▶ Task statement:
Pull out each line below that contains the word "leaves".

Point-based annotation data
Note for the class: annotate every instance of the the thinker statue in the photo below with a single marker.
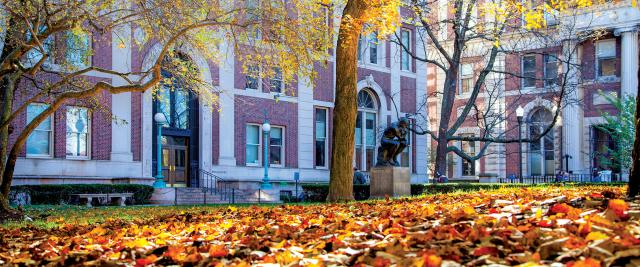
(393, 142)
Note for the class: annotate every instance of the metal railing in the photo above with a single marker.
(571, 178)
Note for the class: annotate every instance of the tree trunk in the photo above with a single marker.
(634, 175)
(346, 106)
(448, 96)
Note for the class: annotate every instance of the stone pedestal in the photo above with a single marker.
(390, 181)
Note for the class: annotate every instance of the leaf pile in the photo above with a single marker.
(586, 226)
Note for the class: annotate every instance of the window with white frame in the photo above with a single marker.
(466, 78)
(253, 77)
(373, 48)
(528, 71)
(78, 133)
(469, 148)
(405, 58)
(606, 58)
(40, 141)
(551, 64)
(253, 141)
(276, 146)
(321, 138)
(78, 49)
(276, 81)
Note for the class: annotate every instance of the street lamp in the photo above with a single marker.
(266, 127)
(519, 115)
(160, 121)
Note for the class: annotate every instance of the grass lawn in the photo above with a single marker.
(577, 226)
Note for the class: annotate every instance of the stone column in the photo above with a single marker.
(227, 106)
(629, 58)
(571, 117)
(121, 103)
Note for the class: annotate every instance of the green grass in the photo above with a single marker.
(52, 216)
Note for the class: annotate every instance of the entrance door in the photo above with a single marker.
(175, 160)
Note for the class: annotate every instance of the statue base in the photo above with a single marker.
(390, 181)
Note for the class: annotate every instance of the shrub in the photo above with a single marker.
(61, 194)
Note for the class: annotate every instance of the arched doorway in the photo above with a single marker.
(366, 125)
(541, 152)
(179, 135)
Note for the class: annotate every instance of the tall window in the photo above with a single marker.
(321, 137)
(173, 101)
(405, 58)
(541, 152)
(253, 141)
(40, 141)
(276, 81)
(276, 146)
(606, 58)
(469, 148)
(550, 70)
(365, 131)
(78, 50)
(373, 48)
(529, 71)
(466, 78)
(252, 78)
(78, 132)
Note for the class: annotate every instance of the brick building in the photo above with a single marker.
(606, 65)
(82, 143)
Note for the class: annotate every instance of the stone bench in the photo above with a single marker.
(121, 197)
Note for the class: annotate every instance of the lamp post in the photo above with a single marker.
(519, 115)
(266, 127)
(160, 121)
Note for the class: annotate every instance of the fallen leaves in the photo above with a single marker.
(586, 226)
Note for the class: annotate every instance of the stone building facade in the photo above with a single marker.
(113, 139)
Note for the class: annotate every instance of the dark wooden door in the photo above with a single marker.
(175, 160)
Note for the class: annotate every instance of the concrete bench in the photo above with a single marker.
(121, 197)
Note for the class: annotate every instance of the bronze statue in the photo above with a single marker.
(392, 143)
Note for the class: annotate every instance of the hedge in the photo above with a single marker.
(319, 192)
(61, 194)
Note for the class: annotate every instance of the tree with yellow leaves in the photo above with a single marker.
(46, 52)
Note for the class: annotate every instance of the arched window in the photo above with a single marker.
(173, 101)
(541, 152)
(366, 123)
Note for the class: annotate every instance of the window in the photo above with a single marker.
(34, 55)
(606, 58)
(366, 127)
(551, 70)
(253, 76)
(321, 137)
(40, 141)
(253, 145)
(466, 78)
(78, 50)
(541, 152)
(276, 146)
(405, 60)
(469, 148)
(77, 132)
(276, 81)
(529, 71)
(373, 48)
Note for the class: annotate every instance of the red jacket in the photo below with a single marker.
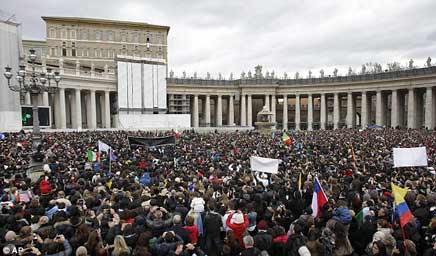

▶ Final result:
Note for the class: annotate every instance of the fallen leaves in the photo above with a single marker.
Note for the class: annotate every instance of the tree with yellow leaves in the photo above with a single marker.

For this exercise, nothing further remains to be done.